-- What needs to be done --
Copy out every record precisely.
################
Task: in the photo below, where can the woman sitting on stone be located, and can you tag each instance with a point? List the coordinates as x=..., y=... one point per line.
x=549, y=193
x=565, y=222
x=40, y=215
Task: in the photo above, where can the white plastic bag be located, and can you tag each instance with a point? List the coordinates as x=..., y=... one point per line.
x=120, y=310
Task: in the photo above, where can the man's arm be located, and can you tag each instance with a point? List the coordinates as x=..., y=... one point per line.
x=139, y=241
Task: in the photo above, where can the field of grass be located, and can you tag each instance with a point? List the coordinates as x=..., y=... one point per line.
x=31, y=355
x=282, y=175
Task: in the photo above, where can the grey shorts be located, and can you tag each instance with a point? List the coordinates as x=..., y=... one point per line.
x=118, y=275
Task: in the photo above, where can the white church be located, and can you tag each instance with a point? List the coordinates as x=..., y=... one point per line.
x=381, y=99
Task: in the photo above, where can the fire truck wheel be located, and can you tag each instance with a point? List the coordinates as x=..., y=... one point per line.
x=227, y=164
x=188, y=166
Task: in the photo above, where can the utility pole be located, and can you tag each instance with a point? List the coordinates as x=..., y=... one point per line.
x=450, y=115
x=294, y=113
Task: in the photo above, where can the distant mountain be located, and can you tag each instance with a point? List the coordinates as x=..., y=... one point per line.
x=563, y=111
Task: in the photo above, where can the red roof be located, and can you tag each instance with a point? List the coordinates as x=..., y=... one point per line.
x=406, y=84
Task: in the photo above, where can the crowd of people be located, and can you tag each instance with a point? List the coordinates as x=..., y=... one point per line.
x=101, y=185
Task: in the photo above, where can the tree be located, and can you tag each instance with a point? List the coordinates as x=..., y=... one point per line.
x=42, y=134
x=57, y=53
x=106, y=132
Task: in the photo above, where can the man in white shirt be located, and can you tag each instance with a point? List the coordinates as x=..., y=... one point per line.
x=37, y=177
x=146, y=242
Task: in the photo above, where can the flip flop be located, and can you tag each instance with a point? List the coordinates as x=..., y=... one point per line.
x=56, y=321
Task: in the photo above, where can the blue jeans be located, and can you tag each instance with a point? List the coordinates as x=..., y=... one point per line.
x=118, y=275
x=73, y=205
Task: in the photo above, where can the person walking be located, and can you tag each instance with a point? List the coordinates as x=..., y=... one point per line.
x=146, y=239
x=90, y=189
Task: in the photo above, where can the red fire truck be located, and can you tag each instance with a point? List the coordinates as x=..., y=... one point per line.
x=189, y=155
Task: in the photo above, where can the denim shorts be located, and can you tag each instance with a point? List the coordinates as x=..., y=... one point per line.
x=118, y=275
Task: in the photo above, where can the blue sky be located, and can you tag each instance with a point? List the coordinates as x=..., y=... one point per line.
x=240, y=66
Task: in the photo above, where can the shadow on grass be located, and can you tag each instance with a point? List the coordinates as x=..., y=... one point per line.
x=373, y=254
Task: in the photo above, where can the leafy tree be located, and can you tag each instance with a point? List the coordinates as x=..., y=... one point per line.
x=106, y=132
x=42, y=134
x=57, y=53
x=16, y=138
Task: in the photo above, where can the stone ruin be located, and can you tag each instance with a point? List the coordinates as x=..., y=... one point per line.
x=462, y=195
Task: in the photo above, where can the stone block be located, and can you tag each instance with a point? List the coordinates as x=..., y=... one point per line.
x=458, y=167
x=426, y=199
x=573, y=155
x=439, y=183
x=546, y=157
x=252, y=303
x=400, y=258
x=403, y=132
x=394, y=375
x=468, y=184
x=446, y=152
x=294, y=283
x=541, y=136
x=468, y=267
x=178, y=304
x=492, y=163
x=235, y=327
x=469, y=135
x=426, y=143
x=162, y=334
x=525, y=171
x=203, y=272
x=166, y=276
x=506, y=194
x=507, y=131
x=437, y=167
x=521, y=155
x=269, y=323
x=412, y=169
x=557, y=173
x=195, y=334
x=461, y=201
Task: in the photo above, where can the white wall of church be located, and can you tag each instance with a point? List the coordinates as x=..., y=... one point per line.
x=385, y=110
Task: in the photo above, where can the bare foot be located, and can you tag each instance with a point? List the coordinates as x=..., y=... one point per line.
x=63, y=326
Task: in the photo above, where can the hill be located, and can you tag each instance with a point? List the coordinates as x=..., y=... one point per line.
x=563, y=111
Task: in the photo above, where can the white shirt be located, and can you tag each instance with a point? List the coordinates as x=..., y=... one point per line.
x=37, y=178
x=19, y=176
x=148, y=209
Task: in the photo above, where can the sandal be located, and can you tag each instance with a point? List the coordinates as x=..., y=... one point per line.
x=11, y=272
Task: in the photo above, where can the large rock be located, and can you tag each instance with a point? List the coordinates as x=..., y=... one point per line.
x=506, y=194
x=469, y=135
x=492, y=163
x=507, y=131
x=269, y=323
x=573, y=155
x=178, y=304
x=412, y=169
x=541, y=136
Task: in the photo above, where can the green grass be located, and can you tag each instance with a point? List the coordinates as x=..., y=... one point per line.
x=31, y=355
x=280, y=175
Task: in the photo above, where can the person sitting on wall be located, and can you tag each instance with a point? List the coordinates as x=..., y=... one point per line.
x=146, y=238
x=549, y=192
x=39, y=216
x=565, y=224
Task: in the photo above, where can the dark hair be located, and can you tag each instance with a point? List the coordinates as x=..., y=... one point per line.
################
-- Written response --
Task: in the photo below, where can the woman sitting on stone be located, and can you tag each instance with a point? List the coordinates as x=..., y=... one point per line.
x=549, y=193
x=565, y=222
x=40, y=215
Task: in the photo above, where can the white plastic bag be located, and can you tag each instance with a point? List the coordinates as x=..., y=... one point per line.
x=120, y=310
Task: in the photo above, where can the man's arm be located, and can you tag each instance with a point? List the coordinates as x=..., y=... one point per line.
x=139, y=241
Task: in the photo above, where can the field of grass be located, and can you tag each instance with a point? List the coordinates as x=..., y=... one point per line.
x=31, y=355
x=282, y=175
Task: in the photo above, where can the grey shorts be located, and can you tag each instance with a point? List the coordinates as x=..., y=... one point per line.
x=118, y=275
Task: in the photo above, where can the white church be located, and can you tag each instance with a point? List the coordinates as x=..., y=... one point per line.
x=381, y=99
Task: in the photo above, where can the fire truck wheel be located, and can you tag each instance with a point? List the coordinates as x=..., y=... one point per line.
x=227, y=164
x=188, y=166
Task: in the photo above, where can the utility pole be located, and can you tag each instance with a point? List the coordinates as x=..., y=... one point per line.
x=450, y=115
x=294, y=113
Task: in the photo above, where can the distant mountain be located, and can you tag each instance with a point? List the coordinates as x=..., y=... one point per line.
x=563, y=111
Task: in the photo above, where can the red roof be located, and can you tag each instance with a point? List the coordinates as x=..., y=... one point per line.
x=406, y=84
Task: in the photo above, where can the crowd of people be located, and can you tag each instance with a point? List the coordinates as x=..., y=... one point per line.
x=101, y=185
Task: in the photo above, where can the tree be located, and can you tag each instance with a point? List the coordinates as x=..., y=... one point per line.
x=42, y=134
x=57, y=53
x=106, y=132
Task: in the photo above, where can the man in white shirt be located, and can you tag each instance with a point? List the coordinates as x=..., y=... one point per line.
x=37, y=177
x=146, y=242
Task: in the photo above, where can the flip flop be located, and can you tag each instance with a point? List the coordinates as x=..., y=... one point per line.
x=56, y=321
Task: in the photo above, where can the blue jeans be located, and can you tag each instance with a point? List the coordinates as x=..., y=... one point per line.
x=118, y=275
x=73, y=205
Task: in the photo above, where can the person walking be located, and can you tag each instance with a point? List the coordinates as x=..., y=... one point per line.
x=146, y=239
x=90, y=189
Task: in the photo above, where can the red fire truck be located, and can you tag each instance with a point? List the coordinates as x=..., y=... one point per line.
x=189, y=155
Task: in the photo above, where can the denim shorts be located, and can you tag each instance with a point? List the coordinates as x=..., y=... one point per line.
x=118, y=275
Task: in the photo above, where can the blue sky be located, and can you tag each instance with a point? List the coordinates as x=..., y=... one point per line.
x=240, y=66
Task: in the photo above, where can the shadow on grass be located, and can you tag each instance with a point? List the coordinates as x=..., y=... one point per line.
x=373, y=254
Task: in the photo above, where can the leafy tree be located, and can you tag each instance with a point? List the coordinates as x=..., y=... one point per line.
x=106, y=132
x=42, y=134
x=57, y=53
x=16, y=138
Task: in the photo above, where can the stone ruin be located, and can you tag each instance with a point? List the coordinates as x=..., y=... one point per line.
x=462, y=195
Task: in the photo above, where can the stone block be located, and can you tag each instance with a point? List the coordinates as x=..., y=... one point per line.
x=458, y=167
x=426, y=199
x=573, y=155
x=439, y=183
x=546, y=157
x=252, y=303
x=400, y=258
x=403, y=132
x=394, y=375
x=468, y=184
x=446, y=152
x=294, y=283
x=541, y=136
x=468, y=267
x=178, y=304
x=492, y=163
x=235, y=327
x=469, y=135
x=426, y=143
x=162, y=334
x=525, y=171
x=203, y=272
x=166, y=276
x=506, y=194
x=507, y=131
x=437, y=167
x=521, y=155
x=269, y=323
x=412, y=169
x=557, y=173
x=195, y=334
x=461, y=201
Task: in the photo above, where can the white wall of church be located, and can you tag each instance with a point? List the coordinates as x=..., y=... one point per line.
x=385, y=110
Task: in the photo above, where can the bare foot be located, and can you tag each instance with a point? List the coordinates as x=..., y=... one point per line.
x=63, y=326
Task: in the photo above, where can the hill be located, and can you tag each instance with a point? List the coordinates as x=..., y=... one point per line.
x=563, y=111
Task: in the photo above, where can the white shirt be located, and can you tag each instance with a point? List the coordinates as x=..., y=... one point per line.
x=37, y=178
x=19, y=176
x=148, y=209
Task: in the photo above, where can the sandal be located, and can you tag each instance with a point? List the coordinates as x=..., y=... one point per line.
x=11, y=272
Task: in the photo above, where can the large rock be located, and can you tag each instance with a point? List the coordinates as x=..., y=... one point per line.
x=506, y=194
x=469, y=135
x=492, y=163
x=507, y=131
x=269, y=323
x=573, y=155
x=178, y=304
x=412, y=169
x=541, y=136
Task: in the photo above, where can the green grass be located, and can you tag each instance with a point? List the coordinates as x=..., y=... one point per line.
x=31, y=355
x=280, y=175
Task: in the photo above, where can the person sitting on wall be located, and can you tag each instance with a point? List the coordinates as x=..., y=... one point per line.
x=146, y=238
x=549, y=192
x=39, y=216
x=565, y=224
Task: in the photo above, where can the dark hair be located, and can you tag each instance with a point? List the coordinates as x=..., y=... one point per line.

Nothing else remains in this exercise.